▶ **Given problem**
All of the material below is to be retyped exactly.

-- Begin --

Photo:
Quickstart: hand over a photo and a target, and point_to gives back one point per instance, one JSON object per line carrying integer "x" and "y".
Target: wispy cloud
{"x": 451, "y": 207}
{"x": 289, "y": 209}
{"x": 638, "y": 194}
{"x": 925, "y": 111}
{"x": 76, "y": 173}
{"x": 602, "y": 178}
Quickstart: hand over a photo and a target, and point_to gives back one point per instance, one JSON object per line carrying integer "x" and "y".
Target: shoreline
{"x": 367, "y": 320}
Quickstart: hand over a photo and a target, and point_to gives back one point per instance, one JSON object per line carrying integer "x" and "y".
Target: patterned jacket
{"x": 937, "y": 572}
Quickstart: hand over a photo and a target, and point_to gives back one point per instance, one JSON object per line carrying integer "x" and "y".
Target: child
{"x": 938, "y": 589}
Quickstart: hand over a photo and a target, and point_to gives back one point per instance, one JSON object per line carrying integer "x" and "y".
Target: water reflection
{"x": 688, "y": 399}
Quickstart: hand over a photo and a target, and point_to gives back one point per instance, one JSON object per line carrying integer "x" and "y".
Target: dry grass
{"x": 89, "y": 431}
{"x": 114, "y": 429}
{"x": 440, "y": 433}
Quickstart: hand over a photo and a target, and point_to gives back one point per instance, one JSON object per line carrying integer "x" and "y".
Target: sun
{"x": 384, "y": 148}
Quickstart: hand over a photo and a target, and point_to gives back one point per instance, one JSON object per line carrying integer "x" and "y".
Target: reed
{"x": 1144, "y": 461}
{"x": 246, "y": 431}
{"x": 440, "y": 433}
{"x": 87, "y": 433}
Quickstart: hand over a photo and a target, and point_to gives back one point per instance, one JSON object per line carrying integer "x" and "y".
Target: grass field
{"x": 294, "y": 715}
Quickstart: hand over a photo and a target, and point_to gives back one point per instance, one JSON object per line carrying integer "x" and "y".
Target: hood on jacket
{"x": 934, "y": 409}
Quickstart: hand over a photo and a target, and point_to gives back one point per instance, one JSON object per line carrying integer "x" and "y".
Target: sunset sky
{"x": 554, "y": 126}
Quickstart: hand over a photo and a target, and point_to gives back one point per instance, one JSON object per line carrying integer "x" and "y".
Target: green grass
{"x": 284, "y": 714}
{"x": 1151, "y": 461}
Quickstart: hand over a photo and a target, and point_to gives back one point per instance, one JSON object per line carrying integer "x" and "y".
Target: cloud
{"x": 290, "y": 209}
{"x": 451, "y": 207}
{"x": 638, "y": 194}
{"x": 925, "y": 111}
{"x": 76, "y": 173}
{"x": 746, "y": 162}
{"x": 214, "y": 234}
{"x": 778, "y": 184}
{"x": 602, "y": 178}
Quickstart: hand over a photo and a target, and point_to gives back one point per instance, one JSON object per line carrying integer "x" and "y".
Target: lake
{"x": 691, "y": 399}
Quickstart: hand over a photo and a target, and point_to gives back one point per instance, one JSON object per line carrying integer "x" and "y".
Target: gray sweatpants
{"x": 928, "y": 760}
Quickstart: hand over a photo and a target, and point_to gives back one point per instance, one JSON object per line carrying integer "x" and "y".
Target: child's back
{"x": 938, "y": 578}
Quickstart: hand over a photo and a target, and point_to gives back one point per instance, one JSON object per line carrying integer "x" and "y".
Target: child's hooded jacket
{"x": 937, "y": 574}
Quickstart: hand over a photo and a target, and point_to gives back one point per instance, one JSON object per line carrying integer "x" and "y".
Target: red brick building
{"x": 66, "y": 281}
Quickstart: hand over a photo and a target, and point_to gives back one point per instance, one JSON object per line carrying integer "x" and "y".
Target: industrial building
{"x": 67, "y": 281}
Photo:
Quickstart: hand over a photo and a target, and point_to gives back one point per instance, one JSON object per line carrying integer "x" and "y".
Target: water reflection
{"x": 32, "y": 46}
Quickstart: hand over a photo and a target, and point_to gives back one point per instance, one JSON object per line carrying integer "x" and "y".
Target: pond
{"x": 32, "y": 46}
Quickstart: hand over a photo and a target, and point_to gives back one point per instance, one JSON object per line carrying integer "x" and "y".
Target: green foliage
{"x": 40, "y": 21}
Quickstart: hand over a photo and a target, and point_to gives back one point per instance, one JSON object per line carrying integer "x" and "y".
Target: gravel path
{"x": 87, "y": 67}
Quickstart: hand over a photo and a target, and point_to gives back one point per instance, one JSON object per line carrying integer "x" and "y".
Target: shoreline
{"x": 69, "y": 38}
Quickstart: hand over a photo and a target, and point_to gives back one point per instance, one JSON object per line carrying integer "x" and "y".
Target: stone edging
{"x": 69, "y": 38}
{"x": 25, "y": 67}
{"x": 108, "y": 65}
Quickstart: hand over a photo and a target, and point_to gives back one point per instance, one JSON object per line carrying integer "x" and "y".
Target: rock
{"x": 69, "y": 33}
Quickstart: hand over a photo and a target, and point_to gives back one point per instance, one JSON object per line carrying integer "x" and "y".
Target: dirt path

-- End --

▶ **Correct response**
Photo:
Quickstart: hand over a photo and a target, and point_to gives back one point per instance, one JSON object per line carrying integer "x" and "y".
Target: wispy cloud
{"x": 451, "y": 207}
{"x": 289, "y": 209}
{"x": 638, "y": 194}
{"x": 925, "y": 111}
{"x": 76, "y": 173}
{"x": 602, "y": 178}
Quickstart: hand over a photo and a target, and point_to gives back one point per instance, one JSON object per line carrying integer "x" and "y".
Target: shoreline
{"x": 367, "y": 320}
Quickstart: hand over a photo and a target, and point_to gives back one point per instance, one JSON object per line carrying integer "x" and "y".
Target: patterned jacket
{"x": 937, "y": 572}
Quickstart: hand over a photo and a target, and point_to gives back one point per instance, one JSON object per line carrying integer "x" and "y".
Target: child
{"x": 938, "y": 589}
Quickstart: hand over a photo and a target, and point_to gives back one point per instance, one JSON object per line carrying integer "x" and "y".
Target: water reflection
{"x": 688, "y": 399}
Quickstart: hand over a photo and a target, and point_to gives back one point per instance, one JSON object per line carrying integer "x" and "y".
Target: dry grass
{"x": 89, "y": 431}
{"x": 114, "y": 429}
{"x": 440, "y": 433}
Quickstart: hand over a photo and a target, and point_to gives back one point per instance, one JSON object per line carrying integer "x" and "y".
Target: sun
{"x": 384, "y": 148}
Quickstart: hand over a photo and a target, and point_to gives back one point per instance, one JSON object per line carrying integer "x" and "y".
Target: reed
{"x": 1144, "y": 461}
{"x": 246, "y": 431}
{"x": 440, "y": 433}
{"x": 87, "y": 433}
Quickstart: hand over a photo and a target, and point_to gives back one point per instance, one JSON object per line carrying integer "x" and "y".
Target: grass field
{"x": 294, "y": 715}
Quickstart: hand over a photo and a target, and point_to gives back one point per instance, one JSON object per line carrying integer "x" and "y".
Target: hood on jacket
{"x": 934, "y": 409}
Quickstart: hand over a photo and a target, and point_to gives back one point per instance, one JSON object per line carrying integer "x" and "y".
Target: sunset sky
{"x": 554, "y": 126}
Quickstart: hand over a photo and a target, and point_to gives back one point per instance, one JSON object per line carrying integer "x" and "y".
Target: green grass
{"x": 284, "y": 714}
{"x": 1151, "y": 461}
Quickstart: hand over a photo and a target, and point_to gives back one point per instance, one JSON object per line carrying integer "x" and "y".
Target: cloud
{"x": 290, "y": 209}
{"x": 451, "y": 207}
{"x": 638, "y": 194}
{"x": 925, "y": 111}
{"x": 76, "y": 173}
{"x": 746, "y": 162}
{"x": 214, "y": 234}
{"x": 778, "y": 184}
{"x": 602, "y": 178}
Quickstart: hand over a photo and a target, and point_to gives back one point per instance, one JSON object per line carrying integer "x" and "y".
Target: lake
{"x": 691, "y": 399}
Quickstart: hand over a photo and a target, and point_to gives back one point per instance, one JSON object per line carrying integer "x" and "y".
Target: gray sweatpants
{"x": 928, "y": 760}
Quickstart: hand over a photo and a target, and point_to gives back one point per instance, one JSON object per line carrying integer "x" and "y".
Target: child's back
{"x": 938, "y": 578}
Quickstart: hand over a photo and a target, and point_to gives back one point per instance, one JSON object per line carrying integer "x" and "y".
Target: child's hooded jacket
{"x": 937, "y": 574}
Quickstart: hand over a photo and a target, and point_to gives back one point per instance, one JSON object per line carrying integer "x" and "y".
Target: red brick building
{"x": 66, "y": 281}
Quickstart: hand over a photo and a target, and point_to gives back one point per instance, one JSON object per line carrying integer "x" and "y".
Target: industrial building
{"x": 67, "y": 281}
Photo:
Quickstart: hand over a photo and a target, and point_to gives back one point per instance, one JSON object per line carrying integer "x" and "y".
Target: water reflection
{"x": 32, "y": 46}
Quickstart: hand over a photo and a target, and point_to gives back one point per instance, one JSON object per line carrying integer "x" and "y".
Target: pond
{"x": 32, "y": 46}
Quickstart: hand over a photo and a target, and point_to gives back one point per instance, one JSON object per line carrying integer "x" and "y".
Target: green foliage
{"x": 40, "y": 21}
Quickstart: hand over a photo and a target, and point_to gives back one point per instance, one JSON object per line carrying integer "x" and "y".
Target: gravel path
{"x": 87, "y": 67}
Quickstart: hand over a photo and a target, and point_to gives back one point per instance, one JSON object per line carrying integer "x" and "y".
Target: shoreline
{"x": 69, "y": 38}
Quickstart: hand over a photo and a target, and point_to gives back one point per instance, one JSON object per line carrying integer "x" and "y".
Target: stone edging
{"x": 69, "y": 38}
{"x": 25, "y": 67}
{"x": 108, "y": 65}
Quickstart: hand over a photo and a target, and point_to gives back one point per instance, one JSON object per line carrying integer "x" and "y".
Target: rock
{"x": 69, "y": 33}
Quickstart: hand over a photo and a target, and point_to gives back one point per instance, one JSON object per line carrying integer "x" and "y".
Target: dirt path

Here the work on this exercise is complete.